Supplied entries:
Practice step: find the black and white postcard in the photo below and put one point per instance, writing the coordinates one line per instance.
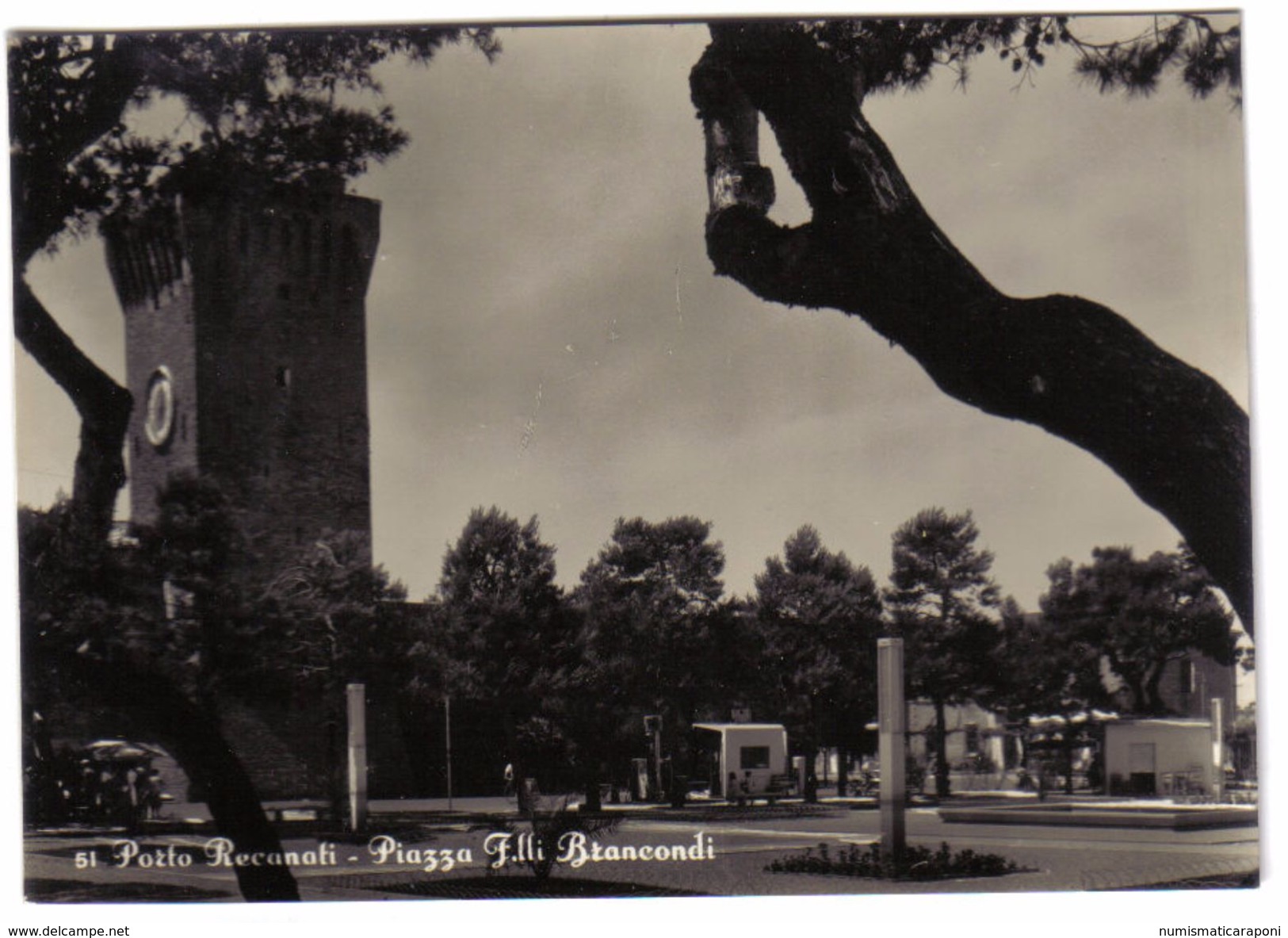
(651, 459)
==
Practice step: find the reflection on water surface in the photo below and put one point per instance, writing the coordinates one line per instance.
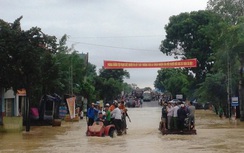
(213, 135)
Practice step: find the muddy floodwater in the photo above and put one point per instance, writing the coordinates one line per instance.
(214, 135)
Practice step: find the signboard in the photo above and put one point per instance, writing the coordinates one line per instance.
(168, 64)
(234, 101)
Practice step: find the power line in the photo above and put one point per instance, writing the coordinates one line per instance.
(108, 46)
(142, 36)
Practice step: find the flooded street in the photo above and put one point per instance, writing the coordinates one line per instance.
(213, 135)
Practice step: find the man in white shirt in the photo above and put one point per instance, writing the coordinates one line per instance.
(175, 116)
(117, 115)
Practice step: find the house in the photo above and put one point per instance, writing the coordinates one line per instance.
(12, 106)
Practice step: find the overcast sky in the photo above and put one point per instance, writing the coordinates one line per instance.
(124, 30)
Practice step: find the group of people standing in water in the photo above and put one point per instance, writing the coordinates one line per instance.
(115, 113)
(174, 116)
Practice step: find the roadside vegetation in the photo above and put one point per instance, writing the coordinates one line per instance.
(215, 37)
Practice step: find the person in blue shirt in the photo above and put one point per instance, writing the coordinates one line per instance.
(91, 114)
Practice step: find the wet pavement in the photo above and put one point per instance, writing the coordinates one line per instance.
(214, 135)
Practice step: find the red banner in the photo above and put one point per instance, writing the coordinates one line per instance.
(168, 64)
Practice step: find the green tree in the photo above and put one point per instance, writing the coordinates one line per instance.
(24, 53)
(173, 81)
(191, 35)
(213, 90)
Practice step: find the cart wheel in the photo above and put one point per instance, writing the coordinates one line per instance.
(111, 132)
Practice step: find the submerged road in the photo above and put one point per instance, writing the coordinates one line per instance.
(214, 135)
==
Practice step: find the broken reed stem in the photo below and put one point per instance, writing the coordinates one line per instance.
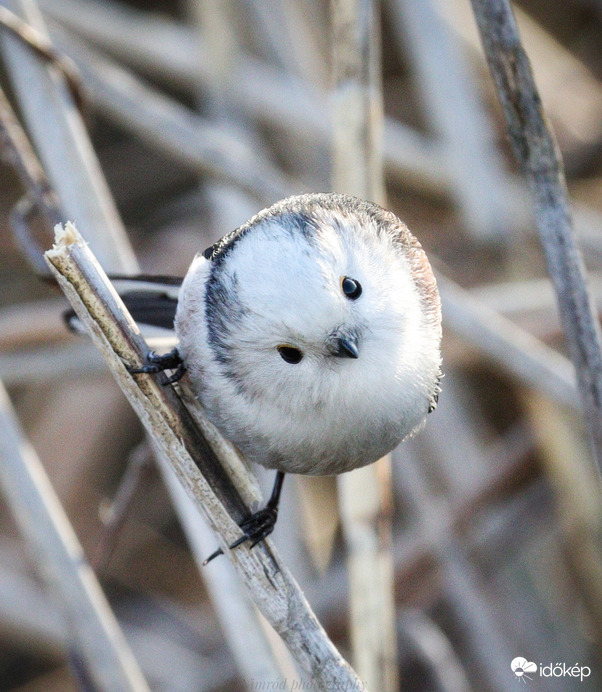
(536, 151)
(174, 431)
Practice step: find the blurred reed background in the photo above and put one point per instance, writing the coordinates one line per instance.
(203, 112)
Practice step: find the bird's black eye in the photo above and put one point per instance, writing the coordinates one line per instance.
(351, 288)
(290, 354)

Short task:
Locate each line of the data above that contains the word "shirt" and copy those lines out. Treat uppercase and lowercase as different.

Solution:
Practice step: find the man in white shirt in the photo above and put one point per instance, writing the coordinates one line per instance.
Practice step: find the person in blue shirt in the photo above and put one point per instance, writing the coordinates one line per instance.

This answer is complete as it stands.